[TAREFA ESCRITA 1]
Responda com base no texto sobre o Plano Diretor de São Paulo:
(a) Em que data a Câmara Municipal aprovou a revisão do Plano Diretor Estratégico?
(b) Quem foi o relator do primeiro substitutivo?
(c) Em que mês a Prefeitura enviou o texto original?
[TAREFA ESCRITA 2]
Disponha como lista numerada as linhas de todas as entradas, omitindo as linhas em branco.

[TRECHO DA FONTE]
________________
Pesquisadores do Laboratório Arq.Futuro de Cidades do Insper apresentaram uma série de sugestões visando ao aprimoramento das discussões sobre o Plano Diretor de São Paulo, cuja nova versão foi aprovada no final de junho.

 

Texto de autoria de Leandro Steiw, publicado em 13 de julho de 2023 para o Insper. Confira o texto original aqui.

 

Contribuir para qualificar, com base em dados e evidências, o debate em torno do principal instrumento de planejamento da cidade. Essa foi a ideia que norteou a participação — por meio de estudos e reuniões com representantes dos principais setores envolvidos — do Laboratório Arq.Futuro nas discussões sobre a revisão do Plano Diretor Estratégico (PDE) de São Paulo, aprovada pela Câmara Municipal no dia 26 de junho.


Antes da votação definitiva, o Laboratório publicou uma nota técnica sobre as alterações propostas no primeiro substitutivo — o qual trazia  mudanças no texto enviado em março pela Prefeitura —, apresentado pelo relator Rodrigo Goulart (PSD), cuja aprovação ocorrera em 31 de maio.


O trabalho faz uma estimativa dos crescimentos das áreas com maior potencial de verticalização nos bairros a partir da expansão dos Eixos de Estruturação da Transformação Urbana, concentrados no entorno do transporte público e alterados em relação ao PDE de 2014 na versão aprovada. Os eixos são a área com maior potencial de adensamento residencial e construtivo.
________________
(Entradas de contornos de formas)
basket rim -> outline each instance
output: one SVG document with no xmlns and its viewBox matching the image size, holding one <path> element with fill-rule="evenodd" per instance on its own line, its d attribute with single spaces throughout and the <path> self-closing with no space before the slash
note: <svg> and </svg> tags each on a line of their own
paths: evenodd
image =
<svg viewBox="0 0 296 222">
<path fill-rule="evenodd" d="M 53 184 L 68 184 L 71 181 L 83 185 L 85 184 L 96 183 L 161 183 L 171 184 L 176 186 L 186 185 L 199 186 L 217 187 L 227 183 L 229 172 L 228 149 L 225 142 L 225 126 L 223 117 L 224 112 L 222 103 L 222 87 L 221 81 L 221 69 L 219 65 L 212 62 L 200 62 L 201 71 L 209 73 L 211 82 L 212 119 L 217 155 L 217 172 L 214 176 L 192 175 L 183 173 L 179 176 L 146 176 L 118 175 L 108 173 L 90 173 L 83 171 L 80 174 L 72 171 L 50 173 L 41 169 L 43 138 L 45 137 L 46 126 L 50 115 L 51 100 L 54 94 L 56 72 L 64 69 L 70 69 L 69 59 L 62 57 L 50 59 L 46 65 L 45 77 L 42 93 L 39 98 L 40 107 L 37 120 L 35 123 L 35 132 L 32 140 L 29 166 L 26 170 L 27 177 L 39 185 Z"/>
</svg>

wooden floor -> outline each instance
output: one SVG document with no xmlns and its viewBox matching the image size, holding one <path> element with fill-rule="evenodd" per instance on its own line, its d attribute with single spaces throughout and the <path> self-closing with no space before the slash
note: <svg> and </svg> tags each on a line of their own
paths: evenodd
________________
[RESPOSTA ESCRITA 1]
(a) 26 de junho.
(b) Rodrigo Goulart (PSD).
(c) Março.

[RESPOSTA ESCRITA 2]
1. basket rim -> outline each instance
2. output: one SVG document with no xmlns and its viewBox matching the image size, holding one <path> element with fill-rule="evenodd" per instance on its own line, its d attribute with single spaces throughout and the <path> self-closing with no space before the slash
3. note: <svg> and </svg> tags each on a line of their own
4. paths: evenodd
5. image =
6. <svg viewBox="0 0 296 222">
7. <path fill-rule="evenodd" d="M 53 184 L 68 184 L 71 181 L 83 185 L 85 184 L 96 183 L 161 183 L 171 184 L 176 186 L 186 185 L 199 186 L 217 187 L 227 183 L 229 172 L 228 149 L 225 142 L 225 126 L 223 117 L 224 112 L 222 103 L 222 87 L 221 81 L 221 69 L 219 65 L 212 62 L 200 62 L 201 71 L 209 73 L 211 82 L 212 119 L 217 155 L 217 172 L 214 176 L 192 175 L 183 173 L 179 176 L 146 176 L 118 175 L 108 173 L 90 173 L 83 171 L 80 174 L 72 171 L 50 173 L 41 169 L 43 138 L 45 137 L 46 126 L 50 115 L 51 100 L 54 94 L 56 72 L 64 69 L 70 69 L 69 59 L 62 57 L 50 59 L 46 65 L 45 77 L 42 93 L 39 98 L 40 107 L 37 120 L 35 123 L 35 132 L 32 140 L 29 166 L 26 170 L 27 177 L 39 185 Z"/>
8. </svg>
9. wooden floor -> outline each instance
10. output: one SVG document with no xmlns and its viewBox matching the image size, holding one <path> element with fill-rule="evenodd" per instance on its own line, its d attribute with single spaces throughout and the <path> self-closing with no space before the slash
11. note: <svg> and </svg> tags each on a line of their own
12. paths: evenodd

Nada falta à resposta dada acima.